## [Extracted material]
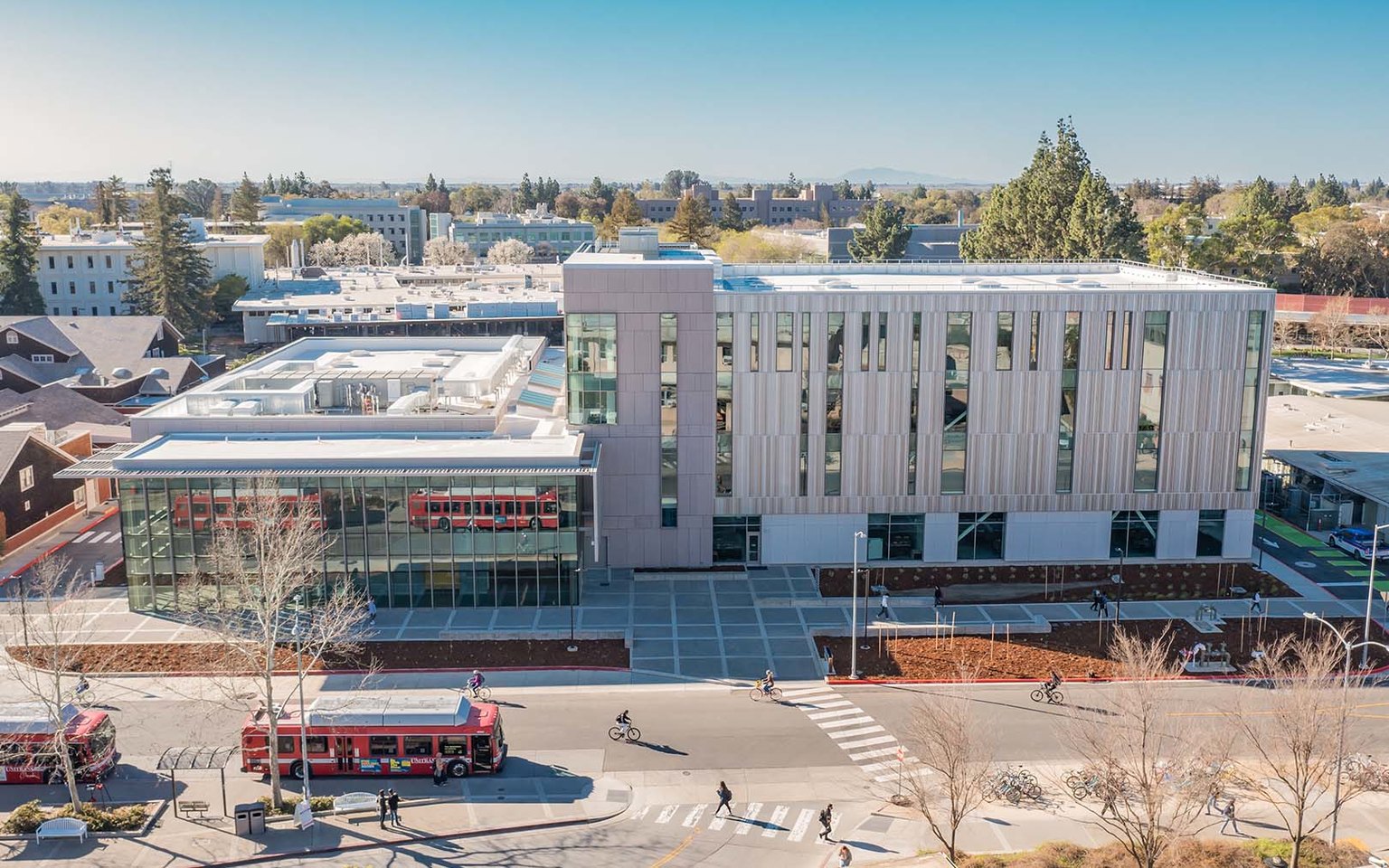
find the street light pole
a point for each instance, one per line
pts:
(853, 611)
(1370, 595)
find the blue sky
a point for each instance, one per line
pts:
(355, 90)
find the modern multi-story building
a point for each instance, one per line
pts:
(816, 202)
(1041, 411)
(88, 274)
(547, 235)
(438, 467)
(401, 302)
(401, 224)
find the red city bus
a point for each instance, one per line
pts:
(446, 510)
(30, 756)
(199, 512)
(381, 732)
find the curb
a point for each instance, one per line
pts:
(109, 513)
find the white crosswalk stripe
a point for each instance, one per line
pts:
(749, 816)
(802, 824)
(774, 821)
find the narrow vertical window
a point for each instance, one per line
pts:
(754, 329)
(1148, 458)
(1070, 382)
(834, 401)
(670, 453)
(723, 404)
(914, 410)
(1003, 360)
(1109, 341)
(785, 331)
(956, 429)
(1249, 403)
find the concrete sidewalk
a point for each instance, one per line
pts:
(485, 807)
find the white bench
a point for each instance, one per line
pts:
(354, 802)
(62, 826)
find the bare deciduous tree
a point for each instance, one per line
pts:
(1149, 761)
(955, 749)
(266, 593)
(49, 645)
(1295, 732)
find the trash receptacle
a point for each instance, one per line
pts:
(250, 818)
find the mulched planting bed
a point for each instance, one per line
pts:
(209, 657)
(1059, 583)
(1075, 649)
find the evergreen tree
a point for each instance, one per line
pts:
(732, 215)
(168, 274)
(246, 200)
(883, 235)
(625, 212)
(694, 221)
(18, 259)
(1031, 217)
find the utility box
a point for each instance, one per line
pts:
(250, 818)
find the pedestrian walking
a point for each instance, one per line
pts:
(725, 798)
(827, 821)
(1230, 816)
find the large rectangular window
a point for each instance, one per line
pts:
(956, 428)
(785, 334)
(979, 536)
(1003, 360)
(1070, 389)
(670, 451)
(1134, 533)
(1249, 401)
(894, 536)
(834, 403)
(1148, 458)
(591, 359)
(723, 404)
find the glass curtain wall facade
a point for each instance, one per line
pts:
(723, 404)
(591, 355)
(670, 451)
(1148, 458)
(406, 541)
(1070, 382)
(956, 435)
(1249, 403)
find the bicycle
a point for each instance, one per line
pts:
(759, 693)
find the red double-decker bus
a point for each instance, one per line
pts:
(446, 510)
(381, 732)
(28, 750)
(197, 512)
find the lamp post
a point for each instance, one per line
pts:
(1345, 700)
(853, 611)
(1370, 595)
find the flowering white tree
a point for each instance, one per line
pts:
(512, 251)
(446, 251)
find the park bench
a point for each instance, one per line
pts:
(354, 802)
(62, 826)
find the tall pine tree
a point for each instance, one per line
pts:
(168, 274)
(18, 260)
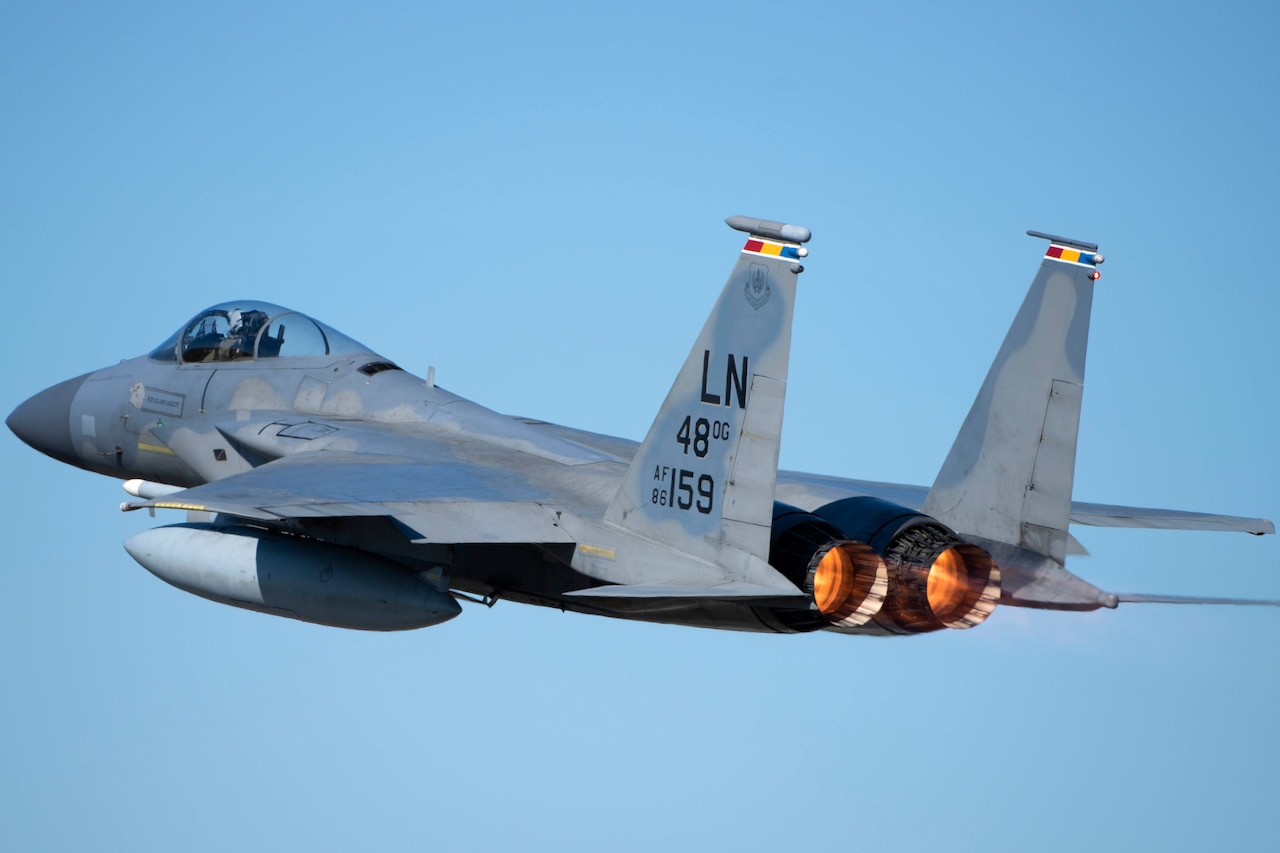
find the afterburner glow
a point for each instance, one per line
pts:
(849, 584)
(947, 584)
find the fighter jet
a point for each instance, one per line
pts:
(324, 483)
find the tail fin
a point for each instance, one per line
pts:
(704, 477)
(1010, 471)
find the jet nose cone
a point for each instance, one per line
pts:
(45, 420)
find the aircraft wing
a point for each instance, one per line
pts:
(808, 491)
(432, 501)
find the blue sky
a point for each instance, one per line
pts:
(530, 199)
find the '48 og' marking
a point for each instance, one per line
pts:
(676, 489)
(703, 433)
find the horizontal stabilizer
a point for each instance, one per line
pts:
(1138, 598)
(1105, 515)
(730, 591)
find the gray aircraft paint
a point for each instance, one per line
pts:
(336, 447)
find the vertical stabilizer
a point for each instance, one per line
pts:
(1010, 471)
(703, 479)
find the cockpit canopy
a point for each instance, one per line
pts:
(245, 329)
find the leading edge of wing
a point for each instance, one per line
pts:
(452, 502)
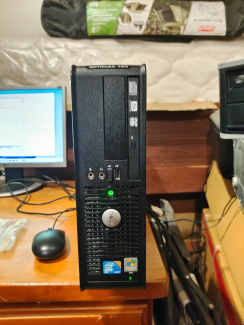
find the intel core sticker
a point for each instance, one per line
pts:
(111, 267)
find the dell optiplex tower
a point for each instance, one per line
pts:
(109, 132)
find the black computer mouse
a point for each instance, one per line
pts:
(48, 244)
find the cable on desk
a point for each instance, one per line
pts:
(202, 310)
(27, 197)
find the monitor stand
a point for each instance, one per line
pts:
(16, 184)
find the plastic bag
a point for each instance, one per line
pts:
(9, 229)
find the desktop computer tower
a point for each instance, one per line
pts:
(109, 132)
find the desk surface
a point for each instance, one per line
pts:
(25, 279)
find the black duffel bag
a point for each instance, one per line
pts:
(154, 19)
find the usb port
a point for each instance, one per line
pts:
(117, 173)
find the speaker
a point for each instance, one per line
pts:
(231, 84)
(109, 132)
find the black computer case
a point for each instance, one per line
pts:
(109, 131)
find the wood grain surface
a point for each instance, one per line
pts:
(25, 279)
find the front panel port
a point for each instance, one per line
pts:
(117, 173)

## [Stated exercise]
Reproduce every line above as written, skipping pictures.

## [Exercise solution]
find the street light pole
a point for each instance, one per line
pts:
(853, 611)
(1370, 595)
find the blue sky
a point for each instance, one per line
pts:
(355, 90)
find the modern multi-story building
a point for each instance, one per line
pts:
(816, 202)
(1041, 411)
(88, 274)
(547, 235)
(438, 467)
(401, 302)
(401, 224)
find the red city bus
a point for each instance, one per line
pts:
(446, 510)
(30, 756)
(199, 512)
(381, 732)
find the curb
a point for each instance, one per line
pts:
(109, 513)
find the white crosswalk stripe
a point for each instance, one per line
pts:
(749, 816)
(802, 824)
(774, 821)
find the narrow vertical window
a point for each instance, one per line
pts:
(754, 329)
(1148, 458)
(1070, 382)
(834, 401)
(670, 453)
(723, 404)
(914, 410)
(1003, 360)
(1109, 341)
(785, 331)
(956, 429)
(1249, 403)
find the concrete sidewalk
a point for each instance, one per line
pts:
(485, 807)
find the white bench
a point for each instance, one per line
pts:
(354, 802)
(62, 826)
find the bare deciduous tree
a point for each instance, one per line
pts:
(1149, 761)
(955, 749)
(266, 593)
(49, 645)
(1295, 732)
find the trash receptacle
a point for each instance, one per line
pts:
(250, 818)
find the mulched planting bed
a point for each instance, one per line
pts:
(209, 657)
(1059, 583)
(1075, 649)
find the evergreen tree
a point for each instance, one per line
pts:
(732, 215)
(168, 274)
(246, 200)
(883, 235)
(625, 212)
(694, 221)
(18, 259)
(1031, 217)
find the utility box
a point for each instance, one per line
pts:
(250, 818)
find the pedestrian walking
a point for each instance, one per line
pts:
(725, 798)
(827, 821)
(1230, 816)
find the large rectangular window
a point for each instance, one per line
pts:
(956, 428)
(785, 334)
(979, 536)
(1003, 360)
(1070, 389)
(670, 451)
(1134, 533)
(1249, 401)
(894, 536)
(834, 403)
(1148, 458)
(591, 359)
(723, 404)
find the glass curtain wall facade
a point for each instance, one per line
pts:
(723, 404)
(591, 355)
(670, 451)
(1148, 458)
(406, 541)
(1070, 382)
(956, 435)
(1249, 403)
find the bicycle
a point for each instance, one per line
pts:
(759, 693)
find the red double-decker bus
a point for each instance, one per line
pts:
(446, 510)
(381, 732)
(28, 750)
(197, 512)
find the lamp post
a point for each instance, one per line
pts:
(1345, 700)
(853, 611)
(1370, 595)
find the flowering white tree
a point for each instance, one per line
pts:
(512, 251)
(446, 251)
find the park bench
a point for each instance, one per line
pts:
(354, 802)
(62, 826)
find the tall pine tree
a point for each instance, one per line
pts:
(168, 274)
(18, 260)
find the afterburner glow
a point for each instance, one per line
pts:
(849, 584)
(947, 584)
find the fighter jet
a point for each instance, one per line
pts:
(324, 483)
find the tail fin
a point for each instance, one per line
pts:
(704, 477)
(1010, 471)
find the jet nose cone
a point for each instance, one per line
pts:
(45, 420)
find the aircraft wing
a point for each instance, one per line
pts:
(808, 491)
(432, 501)
find the blue sky
a point for each instance, one per line
pts:
(530, 199)
find the '48 og' marking
a point for each instance, one per line
pts:
(676, 489)
(703, 433)
find the horizontal stabilizer
a point for each instance, one per line
pts:
(1138, 598)
(1105, 515)
(730, 591)
find the gray aircraft paint
a point for each instance, one per line
pts:
(336, 447)
find the vertical stabilizer
a point for each instance, one per line
pts:
(1010, 471)
(703, 479)
find the cockpit canopy
a point for each instance, one per line
pts:
(245, 329)
find the leading edge of wing
a point for each instance, one per line
pts:
(452, 502)
find the intel core sticker
a point for each instance, one per line
pts:
(111, 267)
find the dell optiplex tower
a point for each instance, one per line
pts:
(109, 132)
find the black computer mouse
a point for each instance, one per line
pts:
(48, 244)
find the cable on desk
a point for each instance, one per line
pts:
(202, 310)
(27, 197)
find the monitor stand
a point for each instance, one per line
pts:
(16, 184)
find the plastic bag
a point for each instance, one per line
pts:
(9, 229)
find the desktop computer tower
a point for each instance, one per line
pts:
(109, 132)
find the desk surface
a point for each instance, one per line
pts:
(25, 279)
find the black duffel bag
a point for each instance, one per line
pts:
(154, 19)
find the usb port
a point for each instance, one per line
pts:
(117, 173)
find the speaker
a point for each instance, one per line
pts:
(231, 84)
(109, 132)
find the black computer case
a point for each instance, one per line
pts:
(109, 131)
find the wood grain surface
a point for each instance, one per line
pts:
(25, 279)
find the front panel port
a point for each instance, one per line
pts:
(117, 173)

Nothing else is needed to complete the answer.